───── Excerpted data

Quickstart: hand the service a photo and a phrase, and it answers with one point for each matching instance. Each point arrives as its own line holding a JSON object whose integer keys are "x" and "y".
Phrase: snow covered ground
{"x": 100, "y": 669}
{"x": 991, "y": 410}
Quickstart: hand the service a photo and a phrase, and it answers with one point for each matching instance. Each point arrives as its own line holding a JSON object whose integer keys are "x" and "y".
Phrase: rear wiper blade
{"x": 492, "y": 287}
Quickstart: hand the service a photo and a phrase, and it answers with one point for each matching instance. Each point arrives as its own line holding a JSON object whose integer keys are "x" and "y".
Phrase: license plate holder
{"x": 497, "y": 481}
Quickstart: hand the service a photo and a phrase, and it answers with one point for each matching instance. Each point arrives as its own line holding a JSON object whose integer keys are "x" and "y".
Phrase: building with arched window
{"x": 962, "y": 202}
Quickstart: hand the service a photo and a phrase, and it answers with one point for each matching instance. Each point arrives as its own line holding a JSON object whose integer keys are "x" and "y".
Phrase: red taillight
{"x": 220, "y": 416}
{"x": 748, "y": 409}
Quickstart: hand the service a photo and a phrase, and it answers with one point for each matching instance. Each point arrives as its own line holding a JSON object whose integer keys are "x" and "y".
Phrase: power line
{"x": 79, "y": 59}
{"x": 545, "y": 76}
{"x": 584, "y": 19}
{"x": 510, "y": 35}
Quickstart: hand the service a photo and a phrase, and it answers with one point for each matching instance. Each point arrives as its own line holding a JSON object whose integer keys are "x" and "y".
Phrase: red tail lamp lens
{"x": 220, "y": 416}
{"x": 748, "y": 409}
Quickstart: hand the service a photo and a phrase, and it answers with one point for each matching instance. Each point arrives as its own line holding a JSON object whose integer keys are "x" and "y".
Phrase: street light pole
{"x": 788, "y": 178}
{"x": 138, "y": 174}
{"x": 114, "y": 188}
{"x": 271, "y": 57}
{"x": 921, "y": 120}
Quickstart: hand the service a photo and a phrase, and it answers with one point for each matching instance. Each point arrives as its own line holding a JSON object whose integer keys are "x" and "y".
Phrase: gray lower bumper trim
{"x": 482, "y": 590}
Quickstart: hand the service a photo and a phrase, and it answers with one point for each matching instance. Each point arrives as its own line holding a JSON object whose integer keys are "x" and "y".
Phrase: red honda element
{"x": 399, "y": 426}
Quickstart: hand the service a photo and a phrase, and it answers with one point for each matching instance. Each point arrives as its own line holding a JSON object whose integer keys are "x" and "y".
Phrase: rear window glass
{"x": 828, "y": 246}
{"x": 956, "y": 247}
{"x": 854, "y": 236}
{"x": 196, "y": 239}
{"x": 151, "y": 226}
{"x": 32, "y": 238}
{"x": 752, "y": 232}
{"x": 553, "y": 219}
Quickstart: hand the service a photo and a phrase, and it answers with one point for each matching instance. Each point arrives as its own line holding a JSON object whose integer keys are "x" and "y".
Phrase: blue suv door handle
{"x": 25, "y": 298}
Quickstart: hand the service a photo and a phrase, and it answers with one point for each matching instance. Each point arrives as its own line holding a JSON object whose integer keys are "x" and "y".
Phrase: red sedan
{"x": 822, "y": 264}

──────────

▸ Brief
Print out all the entries precisely as written.

▸ Answer to this problem
Quickstart: hand the service a photo and a phrase, and it answers with one point for each matching instance. Each point arrives as its own line holding a JSON object whose integer keys are "x" and "y".
Phrase: snow covered ground
{"x": 100, "y": 669}
{"x": 991, "y": 410}
Quickstart: hand the service a photo and a phrase, and it answers with one point for each matching instance. Each point arrives as its own line holding a JSON object whose integer keys are "x" and "y".
Phrase: rear wiper blade
{"x": 492, "y": 287}
Quickstart: hand the service a photo and a phrase, and it answers with one point for each matching instance. Each point arrives as its own line holding a JSON object whose integer keys are "x" and "y".
Phrase: license plate holder
{"x": 497, "y": 481}
Quickstart: hand the service a photo and a phrase, and it answers with one point for each matching instance. Each point arrives as its own line holding a JSON object whose integer keys are "x" and "y".
Phrase: building with arched window
{"x": 962, "y": 202}
Quickstart: hand the service a photo and a phrase, and it answers with one point for each matching instance. Each point arrives as its own line holding a JSON object whose integer keys are "x" and "y".
Phrase: red taillight
{"x": 220, "y": 416}
{"x": 748, "y": 409}
Quickstart: hand the service a photo and a phrase, and it answers with one point for each matching instance. Each point arrives as its own line holding a JSON object whose integer keys are "x" and "y".
Phrase: power line
{"x": 79, "y": 59}
{"x": 545, "y": 76}
{"x": 584, "y": 19}
{"x": 510, "y": 35}
Quickstart: hand the service a photo and a phrase, and it answers with one point for each matching instance. Each point arrives as its own line holding a JSON object whose integer keys are "x" and "y".
Phrase: red tail lamp lens
{"x": 220, "y": 416}
{"x": 748, "y": 409}
Quickstart: hand the service a photo and a phrase, and it answers with one point for each matching instance. Each point arrives as its own line holding a JSON object whose integer keys are "x" and "y".
Phrase: street light pole
{"x": 788, "y": 178}
{"x": 138, "y": 174}
{"x": 114, "y": 188}
{"x": 271, "y": 57}
{"x": 921, "y": 120}
Quickstart: hand the service a photo and a phrase, and it answers with one point for each matching instance. Each point arrives as its own line holding a JSON object whose integer keys are "x" and "y".
Phrase: gray lower bumper trim
{"x": 482, "y": 590}
Quickstart: hand the service a photo and a phrase, and it answers with one point for each matching instance. Each point arrives as its own line holding a JSON object whose integer keys are "x" and "y".
Phrase: red honda element
{"x": 399, "y": 426}
Quickstart: hand the service a photo and a phrase, and it answers with one point for each matching instance. Each point arrives as its own line holding a JSON object whose integer keys are "x" and "y".
Phrase: rear window glass
{"x": 828, "y": 246}
{"x": 956, "y": 247}
{"x": 854, "y": 236}
{"x": 196, "y": 239}
{"x": 151, "y": 226}
{"x": 32, "y": 238}
{"x": 752, "y": 232}
{"x": 553, "y": 219}
Quickstart: hand the service a photo and a phrase, and it answers with one point for each matching instance. Each point arrives as its own line holding a JSON object whose integer keys are "x" and "y".
Phrase: blue suv door handle
{"x": 25, "y": 298}
Quickstart: hand the service a photo and a phrase, and it answers with one point for each matching instance. Each point arrives as its own line holding a JSON object whose integer keys are "x" and "y".
Phrase: red sedan
{"x": 822, "y": 264}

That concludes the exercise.